>>>>>

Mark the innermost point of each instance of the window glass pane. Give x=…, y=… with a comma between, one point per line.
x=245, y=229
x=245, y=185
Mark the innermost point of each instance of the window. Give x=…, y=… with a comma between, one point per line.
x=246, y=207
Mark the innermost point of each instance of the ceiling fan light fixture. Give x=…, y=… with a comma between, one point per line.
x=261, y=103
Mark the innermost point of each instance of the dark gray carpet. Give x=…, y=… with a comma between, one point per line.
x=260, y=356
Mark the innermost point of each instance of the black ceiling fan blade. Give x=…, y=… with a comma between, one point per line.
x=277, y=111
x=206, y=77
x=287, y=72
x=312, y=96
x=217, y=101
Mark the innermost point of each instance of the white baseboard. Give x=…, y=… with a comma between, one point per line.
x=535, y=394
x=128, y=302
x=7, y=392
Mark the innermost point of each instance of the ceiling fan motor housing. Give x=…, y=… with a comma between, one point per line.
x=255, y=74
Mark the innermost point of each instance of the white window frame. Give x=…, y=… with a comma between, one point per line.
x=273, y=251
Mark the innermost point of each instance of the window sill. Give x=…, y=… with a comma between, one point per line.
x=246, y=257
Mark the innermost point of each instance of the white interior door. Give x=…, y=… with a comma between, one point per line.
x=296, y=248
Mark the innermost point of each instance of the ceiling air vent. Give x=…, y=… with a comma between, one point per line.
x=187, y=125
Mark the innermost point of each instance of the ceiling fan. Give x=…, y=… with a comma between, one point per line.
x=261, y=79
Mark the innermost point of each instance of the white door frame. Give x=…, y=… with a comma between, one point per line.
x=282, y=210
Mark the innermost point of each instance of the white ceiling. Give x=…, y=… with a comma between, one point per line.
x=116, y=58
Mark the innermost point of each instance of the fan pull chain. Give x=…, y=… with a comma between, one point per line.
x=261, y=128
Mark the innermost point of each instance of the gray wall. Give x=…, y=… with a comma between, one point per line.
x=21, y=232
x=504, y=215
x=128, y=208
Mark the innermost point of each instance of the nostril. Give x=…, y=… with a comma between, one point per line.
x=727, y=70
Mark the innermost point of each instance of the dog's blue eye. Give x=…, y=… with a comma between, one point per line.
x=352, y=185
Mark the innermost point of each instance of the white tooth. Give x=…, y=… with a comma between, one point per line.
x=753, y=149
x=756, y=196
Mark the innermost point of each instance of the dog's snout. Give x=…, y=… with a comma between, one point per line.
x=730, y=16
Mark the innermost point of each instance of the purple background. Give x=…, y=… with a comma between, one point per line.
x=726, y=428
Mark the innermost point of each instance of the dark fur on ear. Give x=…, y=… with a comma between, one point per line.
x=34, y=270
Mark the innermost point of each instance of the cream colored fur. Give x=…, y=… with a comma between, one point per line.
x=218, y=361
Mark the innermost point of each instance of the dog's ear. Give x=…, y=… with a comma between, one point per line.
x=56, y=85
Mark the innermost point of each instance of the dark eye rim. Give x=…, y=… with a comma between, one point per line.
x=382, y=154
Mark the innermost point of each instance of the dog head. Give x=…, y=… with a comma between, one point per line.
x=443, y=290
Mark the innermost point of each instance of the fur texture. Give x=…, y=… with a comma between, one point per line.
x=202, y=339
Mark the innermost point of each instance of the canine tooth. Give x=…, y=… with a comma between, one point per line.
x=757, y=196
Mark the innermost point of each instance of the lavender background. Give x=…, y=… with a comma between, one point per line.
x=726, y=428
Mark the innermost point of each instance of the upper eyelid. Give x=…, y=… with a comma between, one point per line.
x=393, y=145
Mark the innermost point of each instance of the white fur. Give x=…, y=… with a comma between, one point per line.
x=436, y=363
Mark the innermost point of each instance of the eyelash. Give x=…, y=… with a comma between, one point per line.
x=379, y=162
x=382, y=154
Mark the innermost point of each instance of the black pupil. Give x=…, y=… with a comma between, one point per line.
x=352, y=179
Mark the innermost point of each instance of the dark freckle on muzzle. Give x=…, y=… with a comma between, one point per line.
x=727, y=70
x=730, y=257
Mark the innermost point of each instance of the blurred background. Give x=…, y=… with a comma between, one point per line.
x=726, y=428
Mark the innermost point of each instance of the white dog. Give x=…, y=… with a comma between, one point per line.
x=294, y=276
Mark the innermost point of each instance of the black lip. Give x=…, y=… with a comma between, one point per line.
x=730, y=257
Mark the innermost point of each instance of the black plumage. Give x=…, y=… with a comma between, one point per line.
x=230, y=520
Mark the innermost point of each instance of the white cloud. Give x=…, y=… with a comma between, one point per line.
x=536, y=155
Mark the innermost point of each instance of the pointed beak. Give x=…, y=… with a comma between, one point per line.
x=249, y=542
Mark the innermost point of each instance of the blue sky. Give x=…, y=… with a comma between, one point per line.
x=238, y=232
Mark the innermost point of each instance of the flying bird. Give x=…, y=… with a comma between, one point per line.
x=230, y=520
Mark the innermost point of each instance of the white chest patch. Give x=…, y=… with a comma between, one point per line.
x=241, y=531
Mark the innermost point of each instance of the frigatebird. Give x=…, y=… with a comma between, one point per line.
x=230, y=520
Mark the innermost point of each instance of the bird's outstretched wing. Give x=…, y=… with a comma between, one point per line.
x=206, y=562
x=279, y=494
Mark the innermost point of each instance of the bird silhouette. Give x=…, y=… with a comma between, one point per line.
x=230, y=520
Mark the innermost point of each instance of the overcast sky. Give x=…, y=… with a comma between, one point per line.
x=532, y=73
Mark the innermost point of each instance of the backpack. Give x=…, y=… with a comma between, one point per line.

<<<<<

▶ [Task]: Give back the entire listing verbatim.

▶ [Completed exercise]:
Mark the innermost point of each instance of the window glass pane. Give x=…, y=… with a comma between, one point per line.
x=245, y=229
x=245, y=185
Mark the innermost point of each instance of the window. Give x=…, y=… with a comma between, one point per line.
x=246, y=207
Mark the innermost point of each instance of the ceiling fan light fixture. Give x=…, y=… with a comma between, one point per line.
x=261, y=103
Mark the innermost point of each instance of the dark gray carpet. Give x=…, y=… with a comma between, one point per line.
x=260, y=356
Mark the innermost point of each instance of the black ceiling fan blade. Give x=…, y=… with a comma between, one point per line.
x=277, y=111
x=206, y=77
x=287, y=72
x=312, y=96
x=217, y=101
Mark the innermost point of each instance of the white baseboard. Give x=…, y=… with a comma between, one point per line.
x=535, y=394
x=128, y=302
x=7, y=392
Mark the innermost point of each instance of the ceiling fan motor housing. Give x=…, y=… with a comma between, one point per line.
x=255, y=74
Mark the innermost point of each instance of the white window frame. Give x=…, y=… with a comma between, one point per line.
x=273, y=251
Mark the innermost point of each instance of the window sill. Give x=…, y=… with a comma between, one point per line.
x=246, y=257
Mark the innermost point of each instance of the white interior door. Give x=…, y=… with a comma between, one point per line.
x=296, y=248
Mark the innermost point of each instance of the ceiling air vent. Give x=…, y=… with a comma between, one point per line.
x=187, y=125
Mark the innermost point of each instance of the ceiling fan. Give x=…, y=… with a comma between, one point per line.
x=261, y=79
Mark the innermost point of each instance of the white door frame. Give x=…, y=… with a comma between, one point per line.
x=282, y=210
Mark the innermost point of each instance of the white ceiling. Give x=…, y=… with a comma between, one point per line.
x=116, y=58
Mark the innermost point of each instance of the fan pull chain. Give x=…, y=… with a comma between, one point per line.
x=261, y=128
Mark the innermost point of each instance of the gray wall. Give x=…, y=… with a comma between, one point per line.
x=21, y=232
x=504, y=215
x=128, y=208
Mark the innermost point of each instance of the nostril. Give x=…, y=… with a comma between, one point per line.
x=727, y=70
Mark the innermost point of each instance of the dog's blue eye. Give x=…, y=… with a comma between, one point per line.
x=352, y=185
Mark the innermost point of each instance of the white tooth. Give x=…, y=… with a comma between, one point per line.
x=753, y=149
x=756, y=196
Mark the innermost point of each instance of the dog's snout. Give x=…, y=… with a comma between, one point per line.
x=730, y=16
Mark the innermost point of each instance of the purple background. Give x=…, y=… with a comma between, one point per line.
x=726, y=428
Mark the innermost point of each instance of the dark fur on ear. Give x=…, y=… with a comma between, one point per line.
x=34, y=270
Mark the innermost point of each instance of the cream colored fur. Give x=…, y=… with a comma between, one point per line.
x=218, y=361
Mark the innermost point of each instance of the dog's ear. Give x=…, y=… with a comma between, one point per line.
x=56, y=85
Mark the innermost point of each instance of the dark eye rim. Give x=…, y=… with a comma between, one point per line.
x=382, y=154
Mark the innermost point of each instance of the dog head. Give x=…, y=… with a comma between, one point per line.
x=443, y=290
Mark the innermost point of each instance of the fur texture. Give x=…, y=… with a comma between, one point per line.
x=202, y=339
Mark the innermost point of each instance of the canine tooth. Give x=…, y=… with a comma between, one point per line.
x=757, y=196
Mark the innermost point of each instance of the lavender background. Give x=…, y=… with a comma between, one point per line.
x=726, y=428
Mark the innermost point of each instance of the upper eyelid. Give x=…, y=… with a comma between, one point per line.
x=393, y=145
Mark the innermost point of each instance of the white fur. Give x=…, y=… with a comma between, one point per line.
x=436, y=363
Mark the innermost point of each instance of the eyelash. Give x=…, y=… with a comma between, one point per line.
x=379, y=162
x=382, y=154
Mark the innermost point of each instance of the black pupil. Give x=…, y=… with a comma between, one point per line.
x=352, y=179
Mark the innermost point of each instance of the dark freckle on muzzle. Give x=…, y=… with a comma between, one point per line.
x=727, y=70
x=730, y=257
Mark the innermost point of each instance of the blurred background. Give x=…, y=… with a comma between, one point per line.
x=726, y=428
Mark the innermost point of each instance of the white dog. Give x=…, y=… with a comma between, one point per line.
x=294, y=276
Mark the innermost point of each instance of the black lip. Give x=…, y=… with a comma between, one point per line.
x=730, y=257
Mark the innermost point of each instance of the black plumage. Give x=…, y=… with a comma between, one point per line.
x=230, y=520
Mark the innermost point of each instance of the white cloud. Give x=…, y=… with a comma between, one point per line.
x=536, y=155
Mark the innermost point of each instance of the pointed beak. Give x=…, y=… with a comma between, one point per line.
x=249, y=542
Mark the innermost point of each instance of the blue sky. Give x=…, y=… with a comma between, one point per line.
x=238, y=232
Mark the innermost point of each instance of the flying bird. Give x=…, y=… with a comma between, one point per line.
x=230, y=520
Mark the innermost point of each instance of the white chest patch. Give x=…, y=… with a comma between, one point per line.
x=241, y=531
Mark the innermost point of each instance of the frigatebird. Give x=…, y=… with a comma between, one point per line.
x=230, y=520
Mark the innermost point of each instance of the bird's outstretched wing. Give x=…, y=… with a comma between, one point per line.
x=206, y=562
x=279, y=494
Mark the innermost point of each instance of the bird silhouette. Give x=…, y=… with a comma between, one point per line.
x=230, y=520
Mark the innermost point of each instance of the overcast sky. Give x=…, y=… with a comma between, one point per line.
x=532, y=73
Mark the innermost point of each instance of the backpack. Give x=…, y=… with a comma between, one point per line.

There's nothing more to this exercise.